• **Text to read**:
— Start —
Lately profits have fallen, dragged down by spending on new technology projects and on free-shipping offers that Amazon considers marketing in place of TV ads. Analysts expect full-year net income this year to come in at about $180 million, or half of last year's total. Most worrisome to investors is Amazon's three-year-plus binge on new technologies. So far this year its spending on technology and content, including hiring hundreds of engineers and programmers to produce all these new services and buy more servers to run them, is up 52%, to $485 million. As a result, operating margins, at 4.1% for the past four quarters, now come in at less than Wal-Mart's 5.9%. Even Barnes & Noble Inc. (BKS ), that doughty bricks-and-mortar book chain that many expected to get remaindered by the Web, has higher margins, at 5.4%. "I have yet to see how these investments are producing any profit," gripes Piper Jaffray & Co. analyst Safa Rashtchy. "They're probably more of a distraction than anything else."
All that has investors restless and many analysts throwing up their hands wondering if Bezos is merely flailing around for an alternative to his retail operation. Eleven of 27 analysts who follow the company have underperform or sell ratings on the stock--a stunning vote of no confidence. That number of sell recommendations is matched among large companies only by Qwest Communications International Inc. (Q ), according to investment consultant StarMine Corp. It's more than even the eight sell opinions on struggling Ford Motor Co. (F )
— End —
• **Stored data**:
— Start —
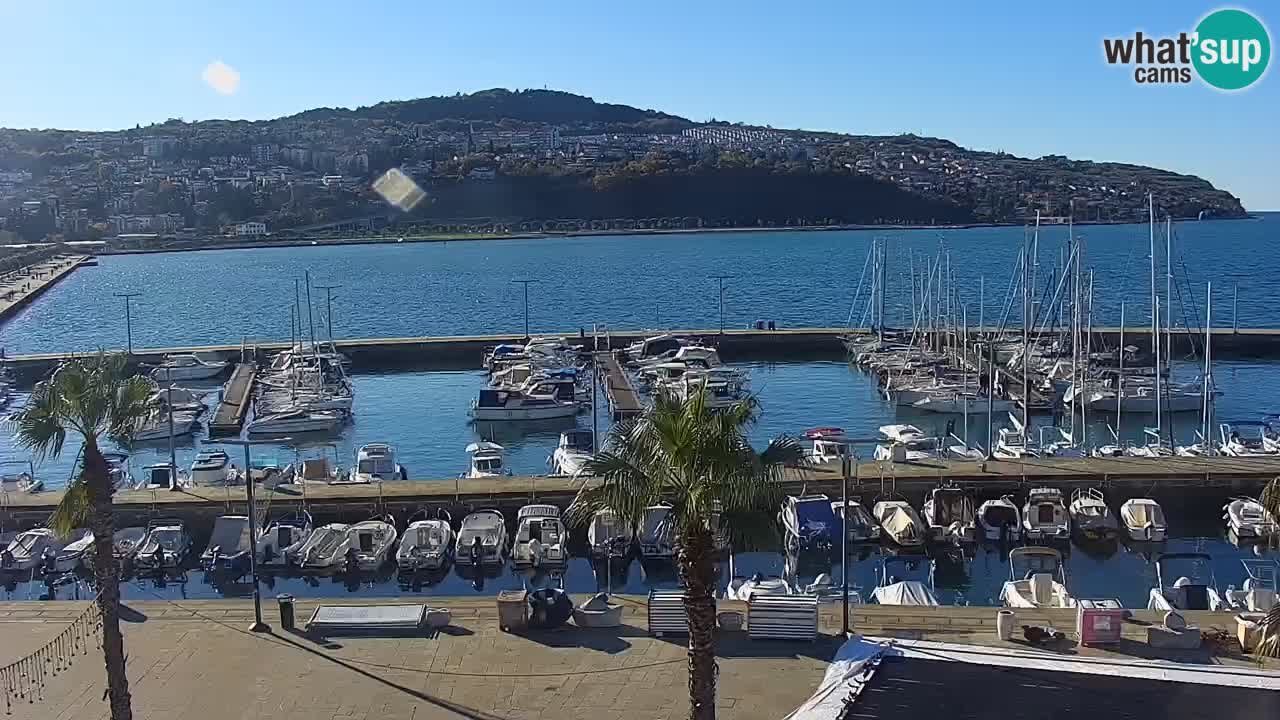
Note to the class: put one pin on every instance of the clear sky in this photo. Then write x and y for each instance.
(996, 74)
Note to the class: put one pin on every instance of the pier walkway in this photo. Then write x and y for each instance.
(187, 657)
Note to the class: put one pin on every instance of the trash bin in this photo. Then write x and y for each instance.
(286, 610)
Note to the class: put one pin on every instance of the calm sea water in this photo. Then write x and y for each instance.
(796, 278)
— End —
• **Work instructions**:
**a.** Using the passage about Amazon's profits, answer these:
(i) What were Amazon's operating margins for the past four quarters?
(ii) How many of the 27 analysts following the company have underperform or sell ratings on the stock?
(iii) How many sell opinions does Ford Motor Co. have?
**b.** Carry on the passage about Amazon's profits and analyst ratings from its last sentence.

• **Responses for each task**:
**a.**
(i) 4.1%
(ii) Eleven
(iii) Eight

**b.**
Neither analysts nor investors think Amazon's business is in danger of collapse. It's just that they're slowly losing confidence in Bezos' promises. The company's 2007 price-to-earnings ratio of 54 is much higher than its peers', even than high-flying Google Inc. (GOOG ) at 35. But Amazon's stock is down 20% since the start of the year. A 12% one-day jump on Oct. 24 reflected slightly better-than-expected third-quarter results, but also investor relief that Bezos plans to slow the growth of new tech spending.
What's more, at the same time Bezos is thinking big thoughts, Amazon's retail business faces new threats. Its 25% sales growth tracks a little above the pace of overall e-commerce expansion and nearly double its own pace way back in 2001. But other sites are fast becoming preferred first stops on the Web. Google, for one, has replaced retail sites such as Amazon as the place where many people start their shopping. And more personalized and social upstarts such as News Corp.'s (NWS ) MySpace and YouTube, which Google is buying, have become the prime places for many people to gather online--and eventually shop. It's a trend Amazon could have trouble catching up to. Says consultant Andreas Weigend, Amazon's chief scientist until 2004: "The world has shifted from e-business to me-business."
With all those problems, some might view Bezos' latest tech toys as an attempt to take their eye off the ball...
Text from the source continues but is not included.